_Excerpt_
Been having an interesting conversation over at Waka waka waka about the recent proposal in New York for an 18% “obesity tax” on pop (as we call soda in Nebraska). Basically, he thinks the tax is akin to fascism; I think it’s a public health measure, akin to a tax on cigarettes. A reasonable disagreement, I suppose. But I confess: I am really having this discussion with the good Mr. Pollack because his premises just plain piss me off:
… whatever the proper role of government may be … it is certainly not to fill its coffers with our hard-won wages while coercing an ostensibly free citizenry into following whatever diet some power-besotted half-wit beaureaucrat in Albany has decided we should be consuming. I am an adult, not a child, thank you very much, and if I want to damage my health, I’ll damage it as I see fit; I do not need the benevolent hand of the State deciding that henceforth I shall be poisoned with aspartame instead of corn syrup.
I suppose it’s because I grew up deep in paleolibertarian country (expressed in my boyhood as mindin’ your own darn beeswax), and that I endured a self-inflicted Ayn Rand phase that I react like a bird-dog spotting a winged duck to such, well, such tripe. The deliberate evasion of reality just sets my tulip to crankin’. And not in a good way. But I will restrain my apostrophisizin’ impulse, and attempt to address the issue reasonably.
The reality is, many – nay, most – Americans routinely opt for unhealthy dietary choices. Such as drinking pop. Obesity is a public health issue (some call it an epidemic). The government has a role – nay, a responsibility – to step in and try to do some good here. Seems to me that a luxury tax is one possible, sensible way to achieve this. After all, what is pop if not a luxury? It serves no useful purpose beyond providing positive P & L figures for a few multinational corporations and making rum palatable. I don’t think those corporations have a right to their profits, particularly when they are peddling poison (albeit a tasty one). The government’s responsibility is to look to the health and well-being of its citizens. I doubt even your most hardcore libertarian would object the government’s polio vaccination program (though perhaps I’m wrong about that), for instance. I see a luxury tax on pop in the same vein. It is a proactive way to try and limit what is in fact a public health menace.

_Input data_
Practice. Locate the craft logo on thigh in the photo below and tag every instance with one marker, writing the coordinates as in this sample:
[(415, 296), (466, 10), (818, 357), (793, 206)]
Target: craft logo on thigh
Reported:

_What you will do_
**1)** In the post about the pop tax, how large is the "obesity tax" proposed in New York?
**2)** Write the next part of the post about the pop tax, continuing after its final sentence.
None of the data is needed here.

_Answers per task_
**1)** 18%

**2)**
The problem Malcolm is having, I think, is that he sees eating as a “personal choice”. After all, he’s the one purchasing the sugary goodness and swallowing it. Whereas polio is not something that you choose, it’s something you get. But this is simply interpreting your reality very narrowly. Unless you are growing all your food in your own garden (as well as producing all your own seeds, fertilizers, and water supply), nothing you swallow is simply chosen and consumed. It all comes out of an incredibly long supply chain, where thousands of decisions have been made for you, long before you ever crack open that can of Dr. Pepper.
I grew up on a farm, and I can tell you that a farm isn’t even close to the beginning of that chain, my 7th-grade health class workbook notwithstanding. The fertilizers, the fuels, the equipment, the soils … you could trace this out all day. Ditto the evolutionary paths that cause us to prefer, again and again and even against our own better rational judgment, sugary soft drinks over, say, boiled water. We are hard-wired for this sort of thing. It’s what kept us alive on the primordial savanna and what is killing us slowly in New York (and Nebraska, and Phanat Nikhom, Thailand).
Your ability to slurp down a Coke is only possible because an incredibly complex system is in place to deliver it to you. (Starting, I would argue, on Madison Avenue, or wherever advertisers hang out these days.) Too complex, in fact, for you to fully reconsider each and every time you sit down for a nice refreshing drink. That is, if you ever want to finish the can. Nonetheless, your health will be affected if you drink a few thousand cans of Mountain Dew, which will in turn affect my reality when, say, my insurance premiums go up. This happens regardless of whether you acknowledge it or not. Simply put, reality is complex. You can’t sum it up in a few neat little aphorisms and slogans.
But you can certainly try:
Even leaving aside the utter stupidity of this proposal — as if the only cause of obesity were sweetened soft drinks, which is a palpable absurdity — it is insulting and offensive, and is not what government is supposed to be doing. I would like my government to secure the borders, enforce contracts, keep the peace, pave the roads, and perform similar essential services, and for those I am happy to pay a fair tax. But I most certainly do not need my freedoms usurped by a bloated State that seeks to assume the role of surrogate mother.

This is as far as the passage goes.